[Object detection data]
---*---
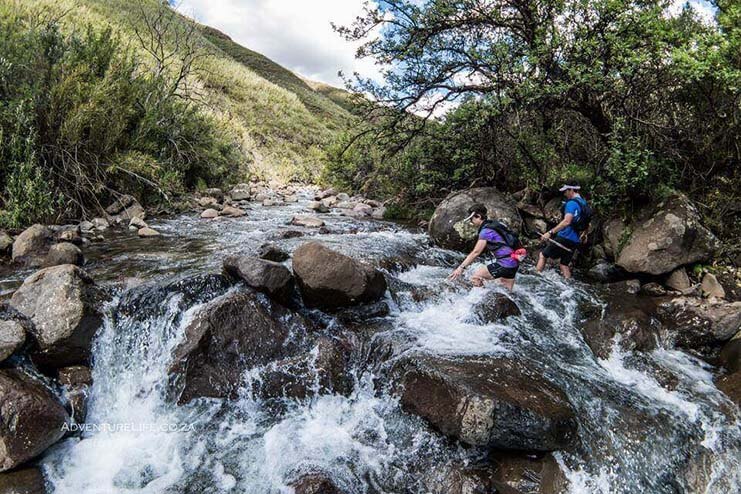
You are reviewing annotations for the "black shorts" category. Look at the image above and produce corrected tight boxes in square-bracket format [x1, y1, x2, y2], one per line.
[486, 262, 519, 280]
[541, 237, 579, 266]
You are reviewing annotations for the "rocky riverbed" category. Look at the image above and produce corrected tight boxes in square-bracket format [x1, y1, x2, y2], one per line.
[0, 183, 741, 494]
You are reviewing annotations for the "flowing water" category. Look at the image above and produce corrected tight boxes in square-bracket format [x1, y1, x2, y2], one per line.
[6, 191, 741, 494]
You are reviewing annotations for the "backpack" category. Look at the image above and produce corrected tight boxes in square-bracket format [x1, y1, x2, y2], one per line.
[479, 220, 522, 250]
[562, 197, 594, 233]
---*---
REQUIREMENTS: Rename "black shorts" to "navy shorts" in the data starting at its beginning and ending at the line that contains "[541, 237, 579, 266]", reproducing that span with no other changes. Leave the pictures out of the output.

RESULT:
You are reviewing annotations for the "navy shorts" category. Look at the image above and produce corrected tight boxes in square-bracket format [x1, y1, x2, y2], one per line.
[486, 262, 519, 280]
[541, 237, 579, 266]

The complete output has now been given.